*EXERCISE 1*: According to the interview with Richard Armitage, which researcher inspired his debut novel, Geneva?
*EXERCISE 2*: Return the passage of the Richard Armitage interview from "Actor Richard Armitage" to "novel before then?", copied word for word.

*GIVEN TEXT*:
+--

Actor Richard Armitage is perhaps best known for his performance as Thorin in Peter Jackson’s Hobbit trilogy, as well as roles in the British period drama series North & South and the first Captain America film. But in recent years, he has also gained a reputation as a novelist to watch. In The Cut (Pegasus Crime, Sept.), Armitage's second novel after the 2023 thriller Geneva, traces a decades-old murder's impact on a small English village, similar to the one he grew up in. Armitage spoke with PW about his approach to writing and acting.

A few years ago, Audible approached you about writing an audiobook. Had you thought about writing a novel before then?

No. I enjoyed the free flow of writing whenever I was preparing to play a character. My favorite bit was I'd do a load of research, and then I'd just write their backstory, so where they went to school, how they met their partner, their life story in biography form. So, it wasn't short, probably about 10,000 words, but it wasn't a structured story, and it was triggered by someone else's structured story. So when they came to ask me, I knew that I could form those ideas, but I didn't know if I could structure it well enough to be a dynamic storyline.

Was there something about becoming a novelist that surprised you?

That, like my acting work, you're never really finished. It was similar to acting. You never sort of sit back, dust yourself off, and go, well, that's it. It's all finished. It's an ongoing process.

Which authors would you say have influenced you the most?

In terms of books that really engage me, I've always loved Robert Harris. I love the way that he can create a fictional reality based on true historical facts. Also, Charlie Brooker, who writes [the TV series] Black Mirror. So perhaps I'm inspired by their kind of writing. And those great science fiction authors, like Isaac Asimov as well. I'm a bit of a science fiction nerd.

Could you share a little bit about the inspiration for your debut novel, Geneva?

During the pandemic, I'd seen lots and lots of people in a panic and a spin, not knowing what to do, but a researcher, Sarah Gilbert [who helped develop the Covid vaccine], seemed very grounded as I'd watched a few interviews with her talking about vaccination, and I started to think, how interesting would it be to take a character like her that's so proficient, and then throw her off balance by making her doubt her own sanity, having her be gaslit in a way that is truly terrifying.

What gave you the idea for this novel?

When I was swirling the idea around in my imagination in the early stages, my dad hadn't been very well, so I was spending a lot more time at home. And, to ease my mind, I would do quite a lot of walking in the village, and I'd walk the path I used to take on the way to school and look at how my primary school had changed. And when I walked to the cemetery with my dad, there was a man across from us laying flowers, and he came over to me and he said, "I'm so sorry you had such a hard time at school. You've done really well for yourself, and I'm sorry about what happened." I didn't remember him, and it just gave me the idea of wondering—the little traumas that happen in childhood, how do they manifest as an adult? And then I remembered the double-murder that had happened close enough for us to feel it as kids. It had an impact on our village, and so I thought, I'll gently use some of that idea along with the story of a boy that comes back to his village to elicit a confession for a murder where the wrong person went to prison.

+--

Source data:
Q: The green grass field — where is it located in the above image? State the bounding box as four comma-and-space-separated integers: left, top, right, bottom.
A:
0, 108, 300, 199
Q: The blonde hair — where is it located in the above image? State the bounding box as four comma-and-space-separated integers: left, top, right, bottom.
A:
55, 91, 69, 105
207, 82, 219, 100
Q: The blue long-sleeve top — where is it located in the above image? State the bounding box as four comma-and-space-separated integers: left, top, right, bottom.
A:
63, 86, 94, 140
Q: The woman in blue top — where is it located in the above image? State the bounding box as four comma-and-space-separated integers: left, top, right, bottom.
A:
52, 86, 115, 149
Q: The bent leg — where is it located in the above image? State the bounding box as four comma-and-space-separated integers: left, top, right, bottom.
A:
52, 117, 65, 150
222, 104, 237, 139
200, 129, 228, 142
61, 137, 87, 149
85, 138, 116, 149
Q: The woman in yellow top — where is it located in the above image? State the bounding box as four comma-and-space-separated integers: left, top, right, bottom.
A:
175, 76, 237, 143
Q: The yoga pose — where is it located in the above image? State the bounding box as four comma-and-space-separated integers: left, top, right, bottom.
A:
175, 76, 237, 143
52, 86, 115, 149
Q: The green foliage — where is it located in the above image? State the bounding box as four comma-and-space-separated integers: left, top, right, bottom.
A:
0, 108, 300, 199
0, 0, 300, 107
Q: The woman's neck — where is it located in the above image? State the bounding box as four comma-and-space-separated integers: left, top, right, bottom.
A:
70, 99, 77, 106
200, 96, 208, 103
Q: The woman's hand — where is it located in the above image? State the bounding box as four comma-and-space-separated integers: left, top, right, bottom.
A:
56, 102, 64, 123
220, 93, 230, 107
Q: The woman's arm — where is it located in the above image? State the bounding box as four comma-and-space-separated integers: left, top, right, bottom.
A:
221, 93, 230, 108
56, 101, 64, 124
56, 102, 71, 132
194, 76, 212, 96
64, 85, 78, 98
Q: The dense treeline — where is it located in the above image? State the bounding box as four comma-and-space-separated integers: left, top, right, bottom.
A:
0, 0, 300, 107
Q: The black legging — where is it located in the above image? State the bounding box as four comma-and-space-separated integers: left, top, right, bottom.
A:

+--

*REPLY 1*: Sarah Gilbert, who helped develop the Covid vaccine.

*REPLY 2*:
Actor Richard Armitage is perhaps best known for his performance as Thorin in Peter Jackson’s Hobbit trilogy, as well as roles in the British period drama series North & South and the first Captain America film. But in recent years, he has also gained a reputation as a novelist to watch. In The Cut (Pegasus Crime, Sept.), Armitage's second novel after the 2023 thriller Geneva, traces a decades-old murder's impact on a small English village, similar to the one he grew up in. Armitage spoke with PW about his approach to writing and acting.

A few years ago, Audible approached you about writing an audiobook. Had you thought about writing a novel before then?